--- Data to use ---

=== Begin Enclosure ===

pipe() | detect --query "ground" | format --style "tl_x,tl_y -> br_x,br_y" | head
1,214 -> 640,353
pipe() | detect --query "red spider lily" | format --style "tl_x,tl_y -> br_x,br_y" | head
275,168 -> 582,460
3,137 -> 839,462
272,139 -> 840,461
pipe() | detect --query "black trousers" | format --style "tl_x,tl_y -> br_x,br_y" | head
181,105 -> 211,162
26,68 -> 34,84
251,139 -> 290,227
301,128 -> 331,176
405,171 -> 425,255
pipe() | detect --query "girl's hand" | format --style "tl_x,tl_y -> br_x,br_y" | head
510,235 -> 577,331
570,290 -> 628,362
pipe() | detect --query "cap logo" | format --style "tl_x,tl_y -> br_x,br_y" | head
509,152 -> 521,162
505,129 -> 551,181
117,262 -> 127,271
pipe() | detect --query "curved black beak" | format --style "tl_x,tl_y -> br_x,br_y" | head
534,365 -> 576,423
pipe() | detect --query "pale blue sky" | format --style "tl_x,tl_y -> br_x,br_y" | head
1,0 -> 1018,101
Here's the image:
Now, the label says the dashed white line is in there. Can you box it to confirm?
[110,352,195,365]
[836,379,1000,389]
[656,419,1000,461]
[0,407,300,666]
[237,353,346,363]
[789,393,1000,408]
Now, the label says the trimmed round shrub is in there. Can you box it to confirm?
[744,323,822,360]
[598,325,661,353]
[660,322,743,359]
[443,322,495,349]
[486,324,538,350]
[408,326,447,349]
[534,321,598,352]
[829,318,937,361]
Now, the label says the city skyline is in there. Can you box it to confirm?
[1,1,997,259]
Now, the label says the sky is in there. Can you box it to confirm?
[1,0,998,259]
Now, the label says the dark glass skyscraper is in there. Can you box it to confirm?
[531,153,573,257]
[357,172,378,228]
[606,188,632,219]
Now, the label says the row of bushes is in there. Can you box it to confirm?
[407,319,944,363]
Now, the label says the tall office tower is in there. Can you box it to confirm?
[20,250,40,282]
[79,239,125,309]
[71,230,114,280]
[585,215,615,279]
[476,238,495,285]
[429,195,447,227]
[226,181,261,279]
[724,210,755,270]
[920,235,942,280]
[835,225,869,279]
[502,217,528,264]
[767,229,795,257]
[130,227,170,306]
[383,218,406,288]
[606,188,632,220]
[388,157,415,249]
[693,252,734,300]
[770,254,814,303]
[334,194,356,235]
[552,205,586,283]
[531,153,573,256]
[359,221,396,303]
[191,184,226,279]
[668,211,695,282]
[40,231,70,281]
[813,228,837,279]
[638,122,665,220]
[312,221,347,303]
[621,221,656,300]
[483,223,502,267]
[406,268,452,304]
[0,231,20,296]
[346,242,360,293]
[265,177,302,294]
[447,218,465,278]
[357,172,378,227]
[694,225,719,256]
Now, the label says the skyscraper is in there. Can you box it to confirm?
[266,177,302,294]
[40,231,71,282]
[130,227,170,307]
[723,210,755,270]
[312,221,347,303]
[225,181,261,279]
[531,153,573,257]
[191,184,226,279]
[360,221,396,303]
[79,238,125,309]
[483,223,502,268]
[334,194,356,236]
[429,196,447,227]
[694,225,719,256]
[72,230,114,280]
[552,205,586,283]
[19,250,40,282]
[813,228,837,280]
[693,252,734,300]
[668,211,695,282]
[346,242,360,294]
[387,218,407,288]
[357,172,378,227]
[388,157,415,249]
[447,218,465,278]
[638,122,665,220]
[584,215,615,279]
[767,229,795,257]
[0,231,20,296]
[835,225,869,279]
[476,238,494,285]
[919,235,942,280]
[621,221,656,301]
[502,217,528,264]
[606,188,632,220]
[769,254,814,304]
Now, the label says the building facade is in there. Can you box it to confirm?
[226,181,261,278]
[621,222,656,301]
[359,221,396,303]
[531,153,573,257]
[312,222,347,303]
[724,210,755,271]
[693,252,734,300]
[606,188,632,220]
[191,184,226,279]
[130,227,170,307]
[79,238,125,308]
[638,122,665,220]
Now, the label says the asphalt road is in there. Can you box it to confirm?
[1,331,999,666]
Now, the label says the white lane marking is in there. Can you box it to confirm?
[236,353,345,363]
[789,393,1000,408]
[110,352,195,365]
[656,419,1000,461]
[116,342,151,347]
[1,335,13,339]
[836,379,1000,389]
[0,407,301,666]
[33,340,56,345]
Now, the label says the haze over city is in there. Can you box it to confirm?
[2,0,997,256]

=== End Enclosure ===

Having gone through the data above, repeat it exactly.

pipe() | detect --query "ground" | format --style "tl_x,tl_y -> br_x,br_y" | head
1,214 -> 640,353
pipe() | detect --query "red spider lily" | format --style "tl_x,tl_y -> br_x,br_y" | head
275,168 -> 582,460
3,137 -> 839,462
272,139 -> 840,461
pipe() | detect --query "black trousers" | format --style "tl_x,tl_y -> br_x,br_y" | head
181,105 -> 211,162
26,68 -> 34,84
251,139 -> 290,227
301,128 -> 331,176
405,171 -> 425,255
pipe() | detect --query "girl's hand" | format --style "tl_x,tl_y -> br_x,br_y" | head
510,235 -> 577,331
570,290 -> 628,362
pipe() | detect --query "cap logo" | format --style "tl_x,tl_y -> br_x,br_y" | head
509,152 -> 521,162
505,129 -> 551,181
117,262 -> 127,271
pipe() | detect --query "curved black beak" | format --style "tl_x,tl_y -> br_x,br_y" | head
534,365 -> 576,423
pipe() | detect --query "pale blue sky" | format --style "tl_x,tl_y -> br_x,br_y" | head
1,0 -> 1018,101
Here's the image:
Now, the label says the dashed white line is in there. Can you box it to confirm?
[110,352,195,365]
[836,379,1000,389]
[656,419,1000,461]
[0,407,300,666]
[237,353,346,363]
[789,393,1000,408]
Now, the label says the trimmed round shrub is in there. Can you box it to confirm?
[744,323,822,360]
[598,325,661,353]
[660,322,743,359]
[443,322,495,349]
[486,324,538,350]
[408,326,447,349]
[534,321,598,352]
[829,318,937,361]
Now, the label says the city skyline is in there. Can you box it to confirm?
[1,1,997,259]
Now, the label says the sky is in there. Can you box it to confirm?
[1,0,998,259]
Now, the label says the dark glass skyscraper is in there. Can you box it to confirm?
[531,153,573,257]
[357,172,378,228]
[606,188,632,219]
Now, the label says the row of bushes is in there. Can you box it to confirm?
[407,319,944,363]
Now, the label says the tall office tower is in there. Can you box it to confirm?
[20,250,40,282]
[79,239,125,309]
[71,230,114,280]
[585,215,615,279]
[476,238,495,285]
[429,195,447,227]
[226,181,261,279]
[724,210,755,270]
[920,235,942,280]
[835,225,869,279]
[502,217,528,264]
[767,229,795,257]
[130,227,170,306]
[383,218,406,288]
[606,188,632,220]
[388,157,415,249]
[693,252,734,300]
[770,254,814,303]
[334,194,356,235]
[552,205,586,283]
[531,153,573,256]
[359,221,396,303]
[191,184,226,279]
[668,211,695,282]
[40,231,70,281]
[813,228,837,279]
[638,122,665,220]
[312,221,347,303]
[621,221,656,300]
[483,223,502,267]
[406,268,452,304]
[0,231,20,296]
[346,242,360,293]
[265,177,302,294]
[447,218,465,278]
[357,172,378,227]
[694,225,719,256]
Now, the label says the skyscraper is in there. Can you box it to confirm?
[266,177,302,294]
[40,231,71,282]
[130,227,170,307]
[723,210,755,270]
[312,221,347,303]
[225,181,261,279]
[531,153,573,257]
[191,184,226,279]
[360,221,396,303]
[79,238,125,309]
[483,223,502,268]
[334,194,356,236]
[429,196,447,227]
[694,225,719,256]
[72,230,114,280]
[552,205,586,283]
[19,250,40,282]
[813,228,837,280]
[693,252,734,300]
[668,211,695,282]
[346,242,360,294]
[387,218,407,288]
[357,172,378,227]
[388,157,415,249]
[447,218,465,278]
[638,122,665,220]
[584,215,615,279]
[767,229,795,257]
[0,231,20,296]
[835,225,869,279]
[476,238,494,285]
[919,235,942,280]
[621,221,656,301]
[502,217,528,264]
[606,188,632,220]
[769,254,814,304]
Now, the label says the building facade is in there. Can you box it to confirm?
[226,181,261,278]
[621,222,656,301]
[359,221,396,303]
[531,153,573,257]
[312,222,347,303]
[724,210,755,271]
[693,252,734,300]
[606,188,632,220]
[191,184,226,279]
[130,227,170,307]
[79,238,125,308]
[638,122,665,220]
Now, the label says the asphalt road is in there. Can you box it to confirm?
[1,331,999,666]
Now, the label says the white lane marking is in there. Can you box it to confirm?
[236,353,345,363]
[789,393,1000,408]
[110,352,195,365]
[656,419,1000,461]
[116,342,151,347]
[1,335,13,339]
[836,379,1000,389]
[0,407,301,666]
[33,340,56,345]
Now, the label says the haze over city is in there. Can you box it to confirm?
[2,0,997,256]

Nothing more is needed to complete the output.